▸ **SET TASK 1**: Using the passage on fractional replication below, decide whether each statement agrees with it, answering yes or no and quoting the words of the passage that settle it: (a) a replication protocol session acquires exclusive access to the consumer suffix; (b) after a session that only skips updates, the consumer's RUV differs from its state at the start of the session; (c) the option chosen to address the issue was to log warnings.
▸ **SET TASK 2**: List every step that a replication protocol session performs, according to the passage on fractional replication below.

━━━━━ PASSAGE PROVIDED ━━━━━

Replication between a supplier and a consumer is handled by a replication agreement thread runnning on the supplier side. This thread runs a replication protocol session that basically acquires exclusive access to the consumer suffix, send updates (if any) and releases the consumer suffix. If send updates last long, others suppliers will fall back in backoff state for quite long period.
This scenario would not create issue if send updates state effectively sends updates but with fractional replication, we can imagine that a full send updates state will only evaluate updates to skip (because of fractional replication). The replication state (RUV) of the consumer at the end of the session would be exactly the same as it was at the begining of the session. So next session will start at the same point, will last long to finally skip all updates…
To address this issue there were different options (keep alive entry, add fractional RUVelement in RUV, force pause of replica agreement, log warnings,…). It was decided to create/update keep alive entries.

━━━━━ DATA PROVIDED ━━━━━

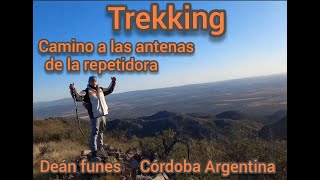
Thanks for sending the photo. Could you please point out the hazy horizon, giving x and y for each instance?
(254, 44)
(275, 74)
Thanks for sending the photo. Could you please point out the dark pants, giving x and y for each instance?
(97, 127)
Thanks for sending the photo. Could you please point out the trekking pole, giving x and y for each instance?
(76, 108)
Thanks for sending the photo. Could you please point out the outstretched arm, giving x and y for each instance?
(75, 94)
(110, 89)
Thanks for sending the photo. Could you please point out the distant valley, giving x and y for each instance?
(257, 96)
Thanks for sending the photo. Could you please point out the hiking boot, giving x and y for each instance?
(101, 153)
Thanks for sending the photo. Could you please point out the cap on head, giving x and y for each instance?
(91, 78)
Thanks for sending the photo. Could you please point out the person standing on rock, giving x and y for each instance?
(94, 101)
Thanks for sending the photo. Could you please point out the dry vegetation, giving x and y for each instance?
(56, 140)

━━━━━

▸ **TASK SOLUTION 1**:
(a) Yes: "acquires exclusive access to the consumer suffix"
(b) No: "would be exactly the same as it was at the"
(c) No: "It was decided to create/update keep alive entries."

▸ **TASK SOLUTION 2**:
1. Acquires exclusive access to the consumer suffix
2. Sends updates (if any)
3. Releases the consumer suffix